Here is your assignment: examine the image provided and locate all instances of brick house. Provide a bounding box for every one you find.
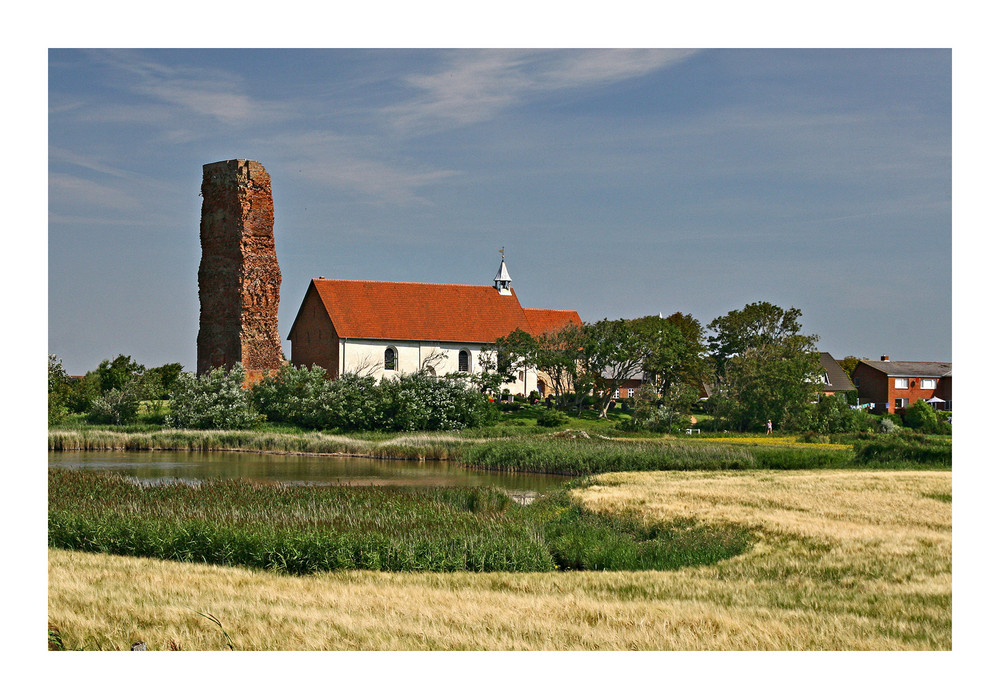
[851,357,952,414]
[602,369,648,402]
[287,260,580,396]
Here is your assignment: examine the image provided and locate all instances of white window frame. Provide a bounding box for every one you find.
[920,378,937,390]
[628,388,635,398]
[613,389,620,399]
[894,378,908,389]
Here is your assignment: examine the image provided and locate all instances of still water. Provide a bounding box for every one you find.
[48,451,571,501]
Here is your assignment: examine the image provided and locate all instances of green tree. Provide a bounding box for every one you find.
[532,324,582,407]
[708,302,821,431]
[85,354,152,424]
[587,318,652,419]
[636,313,709,398]
[48,355,70,424]
[707,302,813,375]
[144,362,184,399]
[64,372,101,414]
[714,339,822,431]
[838,356,861,382]
[96,355,146,393]
[628,382,697,433]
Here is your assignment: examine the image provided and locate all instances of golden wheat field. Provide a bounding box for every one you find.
[47,469,950,650]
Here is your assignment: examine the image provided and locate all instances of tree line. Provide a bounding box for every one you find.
[49,301,855,433]
[490,301,827,432]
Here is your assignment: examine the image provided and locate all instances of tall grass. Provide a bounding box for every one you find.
[48,470,752,575]
[853,436,952,467]
[49,470,549,573]
[48,429,459,460]
[454,436,855,474]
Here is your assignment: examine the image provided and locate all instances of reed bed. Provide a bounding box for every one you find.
[691,435,852,449]
[853,437,952,466]
[454,436,855,474]
[48,429,459,460]
[48,470,752,575]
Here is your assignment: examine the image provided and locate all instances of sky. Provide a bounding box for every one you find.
[48,48,952,375]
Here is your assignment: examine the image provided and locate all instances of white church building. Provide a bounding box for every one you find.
[287,258,581,395]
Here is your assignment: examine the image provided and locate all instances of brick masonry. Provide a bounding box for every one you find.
[197,159,283,382]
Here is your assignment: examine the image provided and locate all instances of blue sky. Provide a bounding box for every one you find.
[48,48,951,375]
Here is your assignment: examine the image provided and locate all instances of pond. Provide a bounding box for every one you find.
[48,451,572,502]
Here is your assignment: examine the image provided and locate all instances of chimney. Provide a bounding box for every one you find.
[880,355,890,361]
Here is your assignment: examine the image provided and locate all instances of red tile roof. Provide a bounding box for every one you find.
[295,279,579,343]
[523,308,583,335]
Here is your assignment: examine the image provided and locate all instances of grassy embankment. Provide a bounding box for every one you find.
[49,412,951,474]
[48,469,951,650]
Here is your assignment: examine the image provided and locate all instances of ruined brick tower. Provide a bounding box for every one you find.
[197,159,283,381]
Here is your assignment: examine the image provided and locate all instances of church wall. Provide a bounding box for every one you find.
[288,287,339,377]
[339,338,538,395]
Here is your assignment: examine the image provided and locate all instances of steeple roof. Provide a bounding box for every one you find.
[494,259,512,283]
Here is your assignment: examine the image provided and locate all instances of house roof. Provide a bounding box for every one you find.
[855,359,952,378]
[818,352,855,392]
[290,278,579,344]
[522,308,583,335]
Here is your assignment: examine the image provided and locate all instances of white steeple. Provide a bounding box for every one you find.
[494,248,512,295]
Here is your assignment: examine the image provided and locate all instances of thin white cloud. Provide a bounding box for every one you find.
[80,49,295,127]
[49,173,140,211]
[49,146,137,180]
[386,49,698,131]
[266,131,461,204]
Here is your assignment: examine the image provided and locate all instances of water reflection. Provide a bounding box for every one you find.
[48,451,570,500]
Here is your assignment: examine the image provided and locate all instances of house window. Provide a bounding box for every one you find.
[628,388,635,398]
[895,398,909,410]
[920,379,937,390]
[458,350,470,373]
[894,378,908,389]
[613,389,620,399]
[384,347,398,371]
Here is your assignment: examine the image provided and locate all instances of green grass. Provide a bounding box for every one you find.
[48,470,754,575]
[456,436,762,474]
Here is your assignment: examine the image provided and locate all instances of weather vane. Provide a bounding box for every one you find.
[499,247,505,260]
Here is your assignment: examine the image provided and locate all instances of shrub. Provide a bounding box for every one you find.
[880,418,899,433]
[252,369,498,432]
[903,400,950,434]
[381,373,498,431]
[167,364,260,429]
[86,386,143,425]
[250,364,363,428]
[536,409,569,427]
[789,394,875,434]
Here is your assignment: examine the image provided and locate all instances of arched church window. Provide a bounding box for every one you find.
[384,347,398,371]
[458,350,470,373]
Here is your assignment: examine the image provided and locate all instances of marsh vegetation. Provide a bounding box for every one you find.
[48,469,951,650]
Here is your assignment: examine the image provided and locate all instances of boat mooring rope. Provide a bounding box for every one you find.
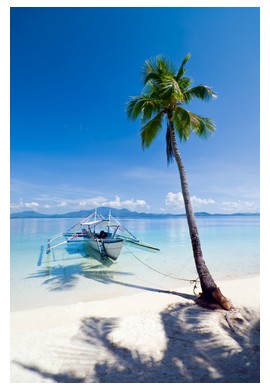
[124,245,201,295]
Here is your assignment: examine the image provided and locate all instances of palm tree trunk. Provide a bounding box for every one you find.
[168,118,233,310]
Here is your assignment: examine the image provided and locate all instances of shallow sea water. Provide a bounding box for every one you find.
[10,216,259,311]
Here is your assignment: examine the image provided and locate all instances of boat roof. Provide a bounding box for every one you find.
[81,219,120,227]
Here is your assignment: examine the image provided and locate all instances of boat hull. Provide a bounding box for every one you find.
[87,238,124,261]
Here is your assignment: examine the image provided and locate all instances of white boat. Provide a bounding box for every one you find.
[87,236,124,261]
[46,210,159,261]
[79,216,125,261]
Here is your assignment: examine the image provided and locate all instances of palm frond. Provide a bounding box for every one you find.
[190,113,216,138]
[157,56,175,76]
[127,53,217,154]
[143,80,162,100]
[126,95,160,121]
[176,52,191,80]
[160,75,184,101]
[184,85,217,103]
[178,76,192,91]
[143,56,175,85]
[172,107,191,141]
[126,96,145,120]
[141,99,160,123]
[144,72,161,84]
[140,112,164,148]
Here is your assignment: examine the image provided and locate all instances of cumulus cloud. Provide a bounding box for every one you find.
[53,195,150,211]
[57,201,68,207]
[10,195,150,213]
[221,200,259,212]
[165,192,185,208]
[78,196,107,208]
[24,202,39,209]
[165,192,215,210]
[104,195,149,211]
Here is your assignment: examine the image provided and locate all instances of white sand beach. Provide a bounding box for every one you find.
[10,275,260,383]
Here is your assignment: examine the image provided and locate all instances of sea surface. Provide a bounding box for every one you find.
[10,216,259,311]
+ + +
= PROBLEM STATEMENT =
Please repeat the entries exactly. Do not include the pictures.

= PROBLEM SOLUTION =
Here is your assignment: examine the image provided and locate all instances of brick house. Provide a bounding box for every one you find.
[851,357,952,414]
[602,369,648,402]
[287,260,580,396]
Here is your assignment: examine the image provided and locate all instances of white window frame. Provide a bounding box for every one you find.
[920,378,937,390]
[628,388,635,398]
[613,389,620,399]
[894,378,908,389]
Here is your assignment: examine the image provided and locate all instances of still water. Provide a bounding box for every one you find.
[48,451,571,501]
Here is your assignment: examine the image provided and locate all instances of green tree. Provide a bounding box for every one you find.
[532,324,582,407]
[708,302,821,431]
[85,354,152,424]
[587,318,652,419]
[636,313,709,398]
[48,355,70,424]
[707,302,813,375]
[144,362,184,399]
[64,372,101,414]
[714,339,822,431]
[838,356,861,382]
[96,355,146,393]
[628,382,697,433]
Here is your assignment: examine the image provided and locate all instances of golden wheat field. Provide a bounding box for every one you find.
[47,469,950,650]
Here is your assignment: examine the image provided and locate all instances of tree line. Provide a bounding box for every one you find.
[49,301,855,433]
[490,301,827,432]
Here is your assignment: examine the image provided and locate all instances of tall grass. Provide a bounding box for every one you find.
[48,470,752,575]
[853,436,952,467]
[49,470,549,573]
[48,429,459,460]
[454,436,855,474]
Here is your assignment: examine the image provided and locate all instances of reed bed. Provide a bounding box for every one you find.
[691,435,852,449]
[853,437,952,466]
[454,436,855,474]
[48,429,459,460]
[48,470,752,575]
Here is your assignment: examine the image provided and locate all instances of sky. Provide a bounding box for every one you find.
[48,48,952,375]
Here is your assignment: examine the image provided and locate all instances of white church building. Provide a bounding box for every one you find.
[287,258,581,395]
Here is your assignment: examine the image provided and locate all instances of brick masonry. Provide a bounding box for every one you find.
[197,159,283,382]
Here is your assignment: examine the image provided and locate all instances of blue sky. Provide a bounding box for every one you find.
[48,48,951,375]
Here is your assignment: examine the image provided and locate all instances of pond. Provide a bounding box for every one you find.
[48,451,572,502]
Here is your assignment: examine the image provided and locate all instances of chimney. Provide a bounding box for every one you find.
[880,355,890,361]
Here is your assignment: examine the image provided and locate all instances of red tile roof. Provide a bounding box for every one you find.
[295,279,579,343]
[523,308,583,335]
Here is your assignment: examine the image provided and locate all instances of grassy embankment. Provide a bounding box for every one you find.
[49,412,951,474]
[48,469,951,650]
Here is your assignment: examine the image provided and locate all instances of ruined brick tower. Provide a bounding box for every one you find.
[197,159,283,381]
Here is your assignment: examine the image provided and locate all instances of church wall. Provide a bounding box for every one you find.
[288,287,339,377]
[339,338,538,395]
Here is your assignment: examine the image provided and locate all instances of steeple roof. Provide a bounding box for every one you find.
[494,259,512,283]
Here is your assignment: examine the image provided and locate all instances of house roof. Provide a bounding box for every one you find.
[855,359,952,378]
[818,352,855,392]
[290,278,579,344]
[522,308,583,335]
Here is your assignment: examine the image provided and locate all instances of white steeple. Provide a bounding box for every one you find.
[494,248,512,295]
Here is your assignment: examine the image provided and locate all instances of thin white cloud. Provide a bounding box for every one you find.
[80,49,295,127]
[49,173,140,211]
[49,146,137,180]
[386,49,698,131]
[266,131,461,204]
Here is your assignment: examine the image provided and locate all instances of water reflection. Provide a bounding box for every one you find.
[48,451,570,500]
Here is your assignment: examine the image provided and locate all instances of house window. Provide a bounding box for every one you find.
[628,388,635,398]
[895,398,909,410]
[920,379,937,390]
[458,350,470,373]
[894,378,908,389]
[613,389,620,399]
[384,347,398,371]
Here is your assignment: examine the image provided and locate all instances of green grass. Provide a bounding box for every one you find.
[48,470,754,575]
[456,436,762,474]
Here is your assignment: examine the image provided and locate all instances of weather vane. Provide a bounding box for every one you find.
[499,247,505,260]
Here is your assignment: examine the image provided and locate all instances of shrub. Provide a bounding box for every one you find.
[880,418,899,433]
[252,369,498,432]
[903,400,950,434]
[381,373,498,431]
[167,364,260,429]
[86,386,143,425]
[250,364,363,428]
[536,409,569,427]
[789,394,875,434]
Here is your assignment: examine the image provided and locate all instances of arched church window. Provide a bounding box for every one you find.
[384,347,398,371]
[458,350,470,373]
Here is your assignment: examine the image provided and locate all instances of marsh vegetation. Provide a bounding box for every one you find.
[48,469,951,650]
Here is your assignment: examine the image provided and locate all instances of boat mooring rope. Provide a bounding box for every one you find.
[124,245,201,295]
Here is your assignment: examine the image provided and locate all instances of palm tree trunk. Provide a bounding box for every one you find.
[168,118,233,310]
Here is your assignment: examine the image provided and locate all instances of shallow sea water. Provide a bounding box for every one you find.
[10,216,259,311]
Here is your assignment: examine the image provided and locate all instances of boat roof. Provide a bounding box for every one you find.
[81,219,120,227]
Here is your assignment: examine the image provided and locate all instances of boat hull. Provide a bounding box for every one you find.
[87,238,124,261]
Here is your assignment: examine the image provided and locate all instances of white boat. Provide a bounding box for every one you find.
[87,236,124,261]
[46,210,159,261]
[79,216,125,261]
Here is your assignment: examine the image provided and locate all instances of palm frond. Provide a bounding box for every one you find.
[190,113,216,138]
[157,56,175,76]
[127,53,217,154]
[143,80,162,100]
[126,95,160,121]
[176,52,191,80]
[160,75,184,101]
[184,85,217,103]
[178,76,192,91]
[143,56,175,85]
[172,107,191,141]
[126,96,145,120]
[141,99,160,123]
[144,72,161,84]
[140,112,164,148]
Here is your assignment: examine the image provided and locate all instances of cumulus cloud. Provide a bounding box for every one you find.
[53,195,150,211]
[57,201,68,207]
[10,195,150,213]
[221,200,259,212]
[165,192,185,208]
[78,196,107,208]
[24,202,39,209]
[165,192,215,210]
[104,195,149,211]
Here is your assignment: examine the image provided and locate all instances of white sand beach. Provide a bounding box for every one you find.
[10,275,260,383]
Here is your assignment: examine the image provided and locate all instances of sea surface. Provide a bounding box for every one you find.
[10,216,259,311]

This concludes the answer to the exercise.